[Excerpt from a dataset]
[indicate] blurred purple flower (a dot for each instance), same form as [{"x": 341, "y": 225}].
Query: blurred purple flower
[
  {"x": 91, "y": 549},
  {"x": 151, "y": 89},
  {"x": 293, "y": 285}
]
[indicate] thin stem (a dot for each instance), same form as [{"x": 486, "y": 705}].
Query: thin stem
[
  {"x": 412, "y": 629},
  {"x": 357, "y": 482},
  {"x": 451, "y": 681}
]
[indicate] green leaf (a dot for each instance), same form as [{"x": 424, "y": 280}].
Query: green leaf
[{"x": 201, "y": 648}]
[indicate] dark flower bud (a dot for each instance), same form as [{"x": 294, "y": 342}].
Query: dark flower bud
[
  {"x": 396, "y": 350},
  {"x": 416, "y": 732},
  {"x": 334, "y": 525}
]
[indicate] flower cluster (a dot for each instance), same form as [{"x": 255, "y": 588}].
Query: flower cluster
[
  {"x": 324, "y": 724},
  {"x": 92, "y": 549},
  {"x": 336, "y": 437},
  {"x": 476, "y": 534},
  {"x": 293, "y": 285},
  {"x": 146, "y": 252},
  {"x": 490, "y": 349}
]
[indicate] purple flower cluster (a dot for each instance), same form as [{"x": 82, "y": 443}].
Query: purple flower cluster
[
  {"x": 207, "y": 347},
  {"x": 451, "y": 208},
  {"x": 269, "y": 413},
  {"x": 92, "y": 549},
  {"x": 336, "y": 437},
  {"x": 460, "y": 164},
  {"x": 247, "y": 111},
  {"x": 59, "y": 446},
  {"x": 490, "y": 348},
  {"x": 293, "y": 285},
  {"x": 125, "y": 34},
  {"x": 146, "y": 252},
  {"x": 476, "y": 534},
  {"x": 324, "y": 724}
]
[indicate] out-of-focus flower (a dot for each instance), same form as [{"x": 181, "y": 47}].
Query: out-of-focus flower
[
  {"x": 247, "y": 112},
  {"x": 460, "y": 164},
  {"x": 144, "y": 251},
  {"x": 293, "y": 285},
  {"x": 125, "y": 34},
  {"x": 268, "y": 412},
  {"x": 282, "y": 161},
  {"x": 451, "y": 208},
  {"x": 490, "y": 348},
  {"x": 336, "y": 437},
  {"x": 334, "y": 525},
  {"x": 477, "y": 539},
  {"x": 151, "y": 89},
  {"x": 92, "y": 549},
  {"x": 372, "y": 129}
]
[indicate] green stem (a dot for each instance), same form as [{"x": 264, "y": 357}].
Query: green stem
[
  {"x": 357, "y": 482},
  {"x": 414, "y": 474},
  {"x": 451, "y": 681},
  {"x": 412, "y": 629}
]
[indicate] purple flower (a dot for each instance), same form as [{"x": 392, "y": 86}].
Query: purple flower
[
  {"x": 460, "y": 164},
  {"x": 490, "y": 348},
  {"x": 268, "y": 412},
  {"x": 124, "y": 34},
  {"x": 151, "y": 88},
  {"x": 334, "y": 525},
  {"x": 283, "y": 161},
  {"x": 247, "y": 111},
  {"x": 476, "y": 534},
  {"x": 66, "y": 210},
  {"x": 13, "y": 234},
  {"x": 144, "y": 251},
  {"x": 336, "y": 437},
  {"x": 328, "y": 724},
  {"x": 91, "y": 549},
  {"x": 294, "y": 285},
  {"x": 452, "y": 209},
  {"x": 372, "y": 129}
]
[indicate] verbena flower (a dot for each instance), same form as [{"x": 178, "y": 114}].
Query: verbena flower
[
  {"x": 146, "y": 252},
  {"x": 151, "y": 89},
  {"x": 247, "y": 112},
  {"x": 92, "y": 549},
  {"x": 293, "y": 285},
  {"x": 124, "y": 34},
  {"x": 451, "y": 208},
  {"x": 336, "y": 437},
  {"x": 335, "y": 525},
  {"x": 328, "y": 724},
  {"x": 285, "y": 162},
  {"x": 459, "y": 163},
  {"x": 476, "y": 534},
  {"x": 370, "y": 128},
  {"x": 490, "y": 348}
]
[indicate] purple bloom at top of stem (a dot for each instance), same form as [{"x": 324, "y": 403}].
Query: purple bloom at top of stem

* [Requirements]: Could you arrange every line of the rows above as a JSON list of strings, with one string per line and blank lines omitted?

* [Solution to the problem]:
[
  "[indicate] blurred purple flower (a dot for each instance), same form as [{\"x\": 341, \"y\": 225}].",
  "Query: blurred purple flower",
  "[",
  "  {\"x\": 91, \"y\": 549},",
  "  {\"x\": 151, \"y\": 89},",
  "  {\"x\": 293, \"y\": 285}",
  "]",
  "[indicate] thin stem (a dot for each instance), same form as [{\"x\": 486, \"y\": 705}].",
  "Query: thin stem",
  "[",
  "  {\"x\": 412, \"y\": 629},",
  "  {\"x\": 357, \"y\": 482},",
  "  {\"x\": 451, \"y\": 681}",
  "]",
  "[indicate] green leaf (a dot for each instance), same form as [{\"x\": 424, \"y\": 280}].",
  "Query: green leaf",
  "[{\"x\": 201, \"y\": 648}]",
  "[indicate] dark flower bud (a dot for each instance), same form as [{\"x\": 294, \"y\": 342}].",
  "Query: dark flower bud",
  "[",
  "  {\"x\": 396, \"y\": 350},",
  "  {\"x\": 416, \"y\": 732},",
  "  {\"x\": 334, \"y\": 525}",
  "]",
  "[indicate] flower cluster (a dot for each instance), same form as [{\"x\": 255, \"y\": 588}].",
  "Query: flower cluster",
  "[",
  "  {\"x\": 324, \"y\": 724},",
  "  {\"x\": 92, \"y\": 549},",
  "  {\"x\": 336, \"y\": 437},",
  "  {\"x\": 476, \"y\": 534},",
  "  {\"x\": 293, \"y\": 285},",
  "  {\"x\": 146, \"y\": 252},",
  "  {\"x\": 490, \"y\": 349}",
  "]",
  "[indicate] purple flower cluster (a dot for each instance), same form as [{\"x\": 82, \"y\": 443}].",
  "Query: purple flower cluster",
  "[",
  "  {\"x\": 207, \"y\": 347},",
  "  {\"x\": 451, \"y\": 208},",
  "  {\"x\": 269, \"y\": 413},",
  "  {\"x\": 92, \"y\": 549},",
  "  {\"x\": 336, \"y\": 437},",
  "  {\"x\": 460, \"y\": 164},",
  "  {\"x\": 247, \"y\": 111},",
  "  {\"x\": 59, \"y\": 446},",
  "  {\"x\": 490, \"y\": 348},",
  "  {\"x\": 293, \"y\": 285},",
  "  {\"x\": 125, \"y\": 34},",
  "  {\"x\": 146, \"y\": 252},",
  "  {\"x\": 476, \"y\": 534},",
  "  {\"x\": 324, \"y\": 724}",
  "]",
  "[indicate] out-of-focus flower (a dot for each instance), same form as [{\"x\": 181, \"y\": 47}].",
  "Query: out-of-focus flower",
  "[",
  "  {\"x\": 247, \"y\": 112},",
  "  {\"x\": 460, \"y\": 164},",
  "  {\"x\": 144, \"y\": 251},",
  "  {\"x\": 293, \"y\": 285},",
  "  {\"x\": 125, \"y\": 34},",
  "  {\"x\": 268, \"y\": 412},",
  "  {\"x\": 282, \"y\": 161},",
  "  {\"x\": 451, \"y\": 208},",
  "  {\"x\": 490, \"y\": 348},",
  "  {\"x\": 336, \"y\": 437},",
  "  {\"x\": 334, \"y\": 525},",
  "  {\"x\": 477, \"y\": 539},",
  "  {\"x\": 151, \"y\": 89},",
  "  {\"x\": 92, \"y\": 549},",
  "  {\"x\": 372, \"y\": 129}",
  "]",
  "[indicate] green stem (a dot for each instance), same form as [{\"x\": 264, \"y\": 357}].",
  "Query: green stem",
  "[",
  "  {\"x\": 357, \"y\": 482},",
  "  {\"x\": 414, \"y\": 474},",
  "  {\"x\": 451, \"y\": 681},",
  "  {\"x\": 412, \"y\": 629}",
  "]",
  "[indicate] purple flower (a dot for each instance), same form as [{\"x\": 392, \"y\": 86}].",
  "Query: purple flower",
  "[",
  "  {\"x\": 460, \"y\": 164},",
  "  {\"x\": 490, \"y\": 348},",
  "  {\"x\": 268, \"y\": 412},",
  "  {\"x\": 124, \"y\": 34},",
  "  {\"x\": 151, \"y\": 88},",
  "  {\"x\": 334, \"y\": 525},",
  "  {\"x\": 283, \"y\": 161},",
  "  {\"x\": 247, \"y\": 111},",
  "  {\"x\": 476, \"y\": 534},",
  "  {\"x\": 66, \"y\": 210},",
  "  {\"x\": 13, \"y\": 234},",
  "  {\"x\": 144, \"y\": 251},",
  "  {\"x\": 336, \"y\": 437},",
  "  {\"x\": 328, \"y\": 724},",
  "  {\"x\": 91, \"y\": 549},",
  "  {\"x\": 294, \"y\": 285},",
  "  {\"x\": 452, \"y\": 209},",
  "  {\"x\": 372, \"y\": 129}",
  "]",
  "[indicate] verbena flower (a dot for each instance), same form as [{\"x\": 178, \"y\": 114}].",
  "Query: verbena flower",
  "[",
  "  {\"x\": 146, \"y\": 252},",
  "  {\"x\": 151, \"y\": 89},",
  "  {\"x\": 247, \"y\": 112},",
  "  {\"x\": 92, \"y\": 549},",
  "  {\"x\": 293, \"y\": 285},",
  "  {\"x\": 124, \"y\": 34},",
  "  {\"x\": 451, \"y\": 208},",
  "  {\"x\": 336, \"y\": 437},",
  "  {\"x\": 335, \"y\": 525},",
  "  {\"x\": 328, \"y\": 724},",
  "  {\"x\": 285, \"y\": 162},",
  "  {\"x\": 459, \"y\": 163},",
  "  {\"x\": 476, \"y\": 534},",
  "  {\"x\": 370, \"y\": 128},",
  "  {\"x\": 490, \"y\": 348}",
  "]",
  "[indicate] purple bloom at top of stem (a dot for each instance), same form as [{\"x\": 324, \"y\": 403}].",
  "Query: purple bloom at top of stem"
]